▶ PAGE TEXT:
---

The South Lake Tahoe Bouldering Competition was held in Septmeber. Thanks to Chris and Jen Bloch for hosting the event: The results are as follows:
Open Male: 1st=Mike Njoten, Tie for 2nd place=Lamberto Franco & Michael Real
Intermediate Male: 1st:=Andrew Vaughan, 2nd=Brandom Ransom, 3rd=Matt Miller
Open Female: 1st=Ann Raber, 2nd=Kristen Kirkland, 3rd=Christine Sjoquist
Intermediate Female: 1st=Juliette Dinh, 2nd= Rachel Gayfield, 3rd=Amelia Litz
Yet another incredible area has been found right under our noses. Read below for more details.
Thanks to Seth Carter’s V12 Google Earth skills, likely one of the best new areas to be found in a long time got discovered in September. Giving credit where credit is due, we have named this new zone “The Premiums.” What makes it so good? A casual 20 minute approach on a flat trail and some open slabs gets you to the main area. The rock quality is perfect and the whole area has epic views of Desolation Wilderness. The hangout and location are absolutely top notch. It is located on the west side of Lost Corner Mountain, close to the Upper Sugar Pine areas. To find it follow the driving directions to Sugar Pine 3 on the Mckinney Rubicon. A 4wd truck is mandatory! The road is in good shape and there are only a few really rocky sections, just take your time. Don’t park at Sugar Pine 3, continue on the road for about 2 miles, passing Richardson Lake and the parking for Lost Corner Moutain until the PCT intersects the road, park here. Walk south down the PCT for 1o minutes until you see a large, semi blank boulder just off the trail to your right. Continue another 75 yds on The PCT then turn right (SW) and start heading downhill. This section has a few trail markers. After 10 minutes on mainly open slabs you will arrive at the main boulders. N 30 00.573 W 120 13.038.
Some of the highlights at The Premiums are: Rising Tide, an outstanding, long v5 traverse following a triple rail system. On the same boulder “Blood Meridian” climbs a tall v8 face with a heady top out. On the next boulder downhill “State of Matter” v5 climbs a nice arête. 200 yds to the west the “Apple Pipe Boulders” have plenty of classics climbs. A 10 minute walk to the south and you will find the “Glow Block,” which is all time. All in all, Seth Carter, Myself, Dave Schwisow, Mike Hatchett, Jesse Bonin, Jon Thompsom, Jimmy Haden, Dave Baxter and Roman Yalowitz established over 150 new problems. I’m looking foward to getting back out there next summer! There will be a chapter with all the beta in the 2nd edition of the west shore guide.

---

▶ Stored data:

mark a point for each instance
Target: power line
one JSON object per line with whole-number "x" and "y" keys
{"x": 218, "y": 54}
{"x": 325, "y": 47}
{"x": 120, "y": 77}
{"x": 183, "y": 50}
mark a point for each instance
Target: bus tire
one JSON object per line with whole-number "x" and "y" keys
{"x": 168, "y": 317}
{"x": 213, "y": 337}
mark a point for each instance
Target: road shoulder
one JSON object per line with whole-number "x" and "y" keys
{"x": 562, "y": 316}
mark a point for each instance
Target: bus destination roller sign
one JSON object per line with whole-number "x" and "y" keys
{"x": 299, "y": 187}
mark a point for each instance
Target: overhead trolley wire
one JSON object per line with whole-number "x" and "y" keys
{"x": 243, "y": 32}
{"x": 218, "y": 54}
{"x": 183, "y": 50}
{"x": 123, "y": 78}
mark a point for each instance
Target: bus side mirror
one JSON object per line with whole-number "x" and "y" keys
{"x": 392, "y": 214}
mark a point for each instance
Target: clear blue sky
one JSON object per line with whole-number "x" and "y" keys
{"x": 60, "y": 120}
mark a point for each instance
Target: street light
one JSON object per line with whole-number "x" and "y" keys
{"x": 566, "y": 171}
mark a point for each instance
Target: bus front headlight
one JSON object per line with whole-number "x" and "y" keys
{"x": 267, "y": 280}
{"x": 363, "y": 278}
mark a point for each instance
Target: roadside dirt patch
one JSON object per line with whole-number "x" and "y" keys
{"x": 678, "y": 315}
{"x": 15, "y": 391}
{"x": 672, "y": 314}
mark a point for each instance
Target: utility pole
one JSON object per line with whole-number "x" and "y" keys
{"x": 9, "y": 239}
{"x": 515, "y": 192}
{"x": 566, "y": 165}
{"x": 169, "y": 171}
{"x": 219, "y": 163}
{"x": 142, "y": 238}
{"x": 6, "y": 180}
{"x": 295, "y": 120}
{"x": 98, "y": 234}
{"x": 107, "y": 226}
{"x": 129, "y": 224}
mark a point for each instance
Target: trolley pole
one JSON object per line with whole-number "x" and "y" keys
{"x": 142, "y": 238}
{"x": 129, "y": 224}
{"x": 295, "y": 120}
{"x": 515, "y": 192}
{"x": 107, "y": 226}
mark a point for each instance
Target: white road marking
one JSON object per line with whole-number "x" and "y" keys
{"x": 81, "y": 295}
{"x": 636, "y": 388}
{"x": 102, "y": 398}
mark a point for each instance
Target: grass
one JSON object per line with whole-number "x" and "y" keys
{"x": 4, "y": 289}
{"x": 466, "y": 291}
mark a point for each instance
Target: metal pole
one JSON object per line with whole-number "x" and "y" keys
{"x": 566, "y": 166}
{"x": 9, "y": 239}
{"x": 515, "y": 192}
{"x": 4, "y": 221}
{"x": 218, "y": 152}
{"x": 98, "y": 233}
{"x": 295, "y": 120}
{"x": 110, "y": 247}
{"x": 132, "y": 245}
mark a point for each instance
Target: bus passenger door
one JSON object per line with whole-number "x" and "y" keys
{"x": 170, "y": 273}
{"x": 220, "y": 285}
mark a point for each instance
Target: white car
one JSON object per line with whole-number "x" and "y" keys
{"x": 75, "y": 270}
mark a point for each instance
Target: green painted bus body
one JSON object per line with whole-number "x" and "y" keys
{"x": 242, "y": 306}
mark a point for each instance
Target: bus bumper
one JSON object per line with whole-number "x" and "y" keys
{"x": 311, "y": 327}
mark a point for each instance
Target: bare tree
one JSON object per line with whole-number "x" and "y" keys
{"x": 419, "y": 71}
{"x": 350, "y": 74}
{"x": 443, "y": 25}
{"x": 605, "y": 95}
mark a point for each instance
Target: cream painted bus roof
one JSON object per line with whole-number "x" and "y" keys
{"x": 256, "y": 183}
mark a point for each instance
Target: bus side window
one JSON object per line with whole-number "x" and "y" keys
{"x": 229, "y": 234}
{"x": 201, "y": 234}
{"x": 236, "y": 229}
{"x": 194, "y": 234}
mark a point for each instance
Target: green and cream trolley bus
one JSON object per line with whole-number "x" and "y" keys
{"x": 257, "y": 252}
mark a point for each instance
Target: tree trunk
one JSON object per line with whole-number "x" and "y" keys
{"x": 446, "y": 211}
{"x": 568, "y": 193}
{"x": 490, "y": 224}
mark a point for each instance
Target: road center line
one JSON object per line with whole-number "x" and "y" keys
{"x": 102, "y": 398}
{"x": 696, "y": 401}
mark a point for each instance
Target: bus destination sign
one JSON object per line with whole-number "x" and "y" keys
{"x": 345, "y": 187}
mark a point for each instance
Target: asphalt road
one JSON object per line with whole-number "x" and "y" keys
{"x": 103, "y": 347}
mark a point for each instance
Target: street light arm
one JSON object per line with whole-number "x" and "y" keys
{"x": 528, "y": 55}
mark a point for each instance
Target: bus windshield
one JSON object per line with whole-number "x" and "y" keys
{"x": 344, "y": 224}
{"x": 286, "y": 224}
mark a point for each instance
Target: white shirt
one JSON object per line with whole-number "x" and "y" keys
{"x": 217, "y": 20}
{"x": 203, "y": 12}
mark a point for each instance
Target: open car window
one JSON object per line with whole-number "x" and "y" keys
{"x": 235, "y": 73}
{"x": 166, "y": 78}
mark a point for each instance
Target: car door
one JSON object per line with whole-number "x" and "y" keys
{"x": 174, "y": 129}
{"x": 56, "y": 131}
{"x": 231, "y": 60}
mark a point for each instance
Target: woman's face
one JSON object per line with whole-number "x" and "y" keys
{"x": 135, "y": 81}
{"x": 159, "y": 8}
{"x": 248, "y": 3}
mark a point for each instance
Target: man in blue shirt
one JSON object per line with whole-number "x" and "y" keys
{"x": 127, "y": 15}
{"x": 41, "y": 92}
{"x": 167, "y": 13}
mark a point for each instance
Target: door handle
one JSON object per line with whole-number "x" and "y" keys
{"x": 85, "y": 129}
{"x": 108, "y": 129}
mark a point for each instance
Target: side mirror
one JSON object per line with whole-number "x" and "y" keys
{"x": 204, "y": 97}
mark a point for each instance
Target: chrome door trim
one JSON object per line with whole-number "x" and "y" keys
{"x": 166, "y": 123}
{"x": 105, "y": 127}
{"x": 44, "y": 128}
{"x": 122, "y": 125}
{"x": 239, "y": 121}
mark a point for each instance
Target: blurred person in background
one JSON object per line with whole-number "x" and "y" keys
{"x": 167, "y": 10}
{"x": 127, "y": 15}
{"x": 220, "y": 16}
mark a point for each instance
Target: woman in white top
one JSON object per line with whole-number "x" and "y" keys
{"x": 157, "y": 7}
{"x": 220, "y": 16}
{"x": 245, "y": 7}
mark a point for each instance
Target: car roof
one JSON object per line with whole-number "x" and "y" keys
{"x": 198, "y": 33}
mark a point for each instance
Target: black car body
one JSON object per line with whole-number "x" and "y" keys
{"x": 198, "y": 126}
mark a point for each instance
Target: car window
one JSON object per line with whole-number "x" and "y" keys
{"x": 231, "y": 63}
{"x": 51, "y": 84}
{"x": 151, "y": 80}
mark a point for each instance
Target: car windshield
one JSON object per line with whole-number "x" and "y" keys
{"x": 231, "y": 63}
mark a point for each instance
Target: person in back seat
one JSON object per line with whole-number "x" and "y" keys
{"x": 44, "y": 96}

---

▶ OBJECTIVE:
Carry on the Tahoe bouldering post past its last sentence.

▶ REPLY:
At Lake Azure some more lines went in just before the season ended. Again, Lake Azure, Snow Lake and possibly some more of Jesse Bonin’s cool finds in Desolation Wilderness will be featured in the 2nd edtion.
Sadly, things did not go well for Soda Springs and it will remain closed for the foreseeable future. The owner of the land holding most of the boulders at Soda Springs was on our side. But he was not able to reach an agreement with the HOA, which has a reputation for being less than friendly. Hopefully in the years to come maybe something will work out. I have not lost hope yet and I will keep working on it.
At Split Rock I found one substantial error in the book. “Physics Project Direct” v11 does not exsist. The line as described in the book is actually “Essence of Gonzo” and it’s v8-NOT v11.
At Upper Old County a better trail has been put in to the Red Zone. From The Eyebrow boulder-which has “Father Time,” follow a faint, but marked trail straight uphill to the goods. The trail does not go by the AC Boulder and The Stone That Rolled as it is described in the book. That’s the old trail. Follow the new trail strait uphill and only cut left to the AC Boulder or The Stone That Rolled if you intend on climbing there. Also, The trail around The Cyclops Boulder is still a bit rough and route finding is a little funky in this area.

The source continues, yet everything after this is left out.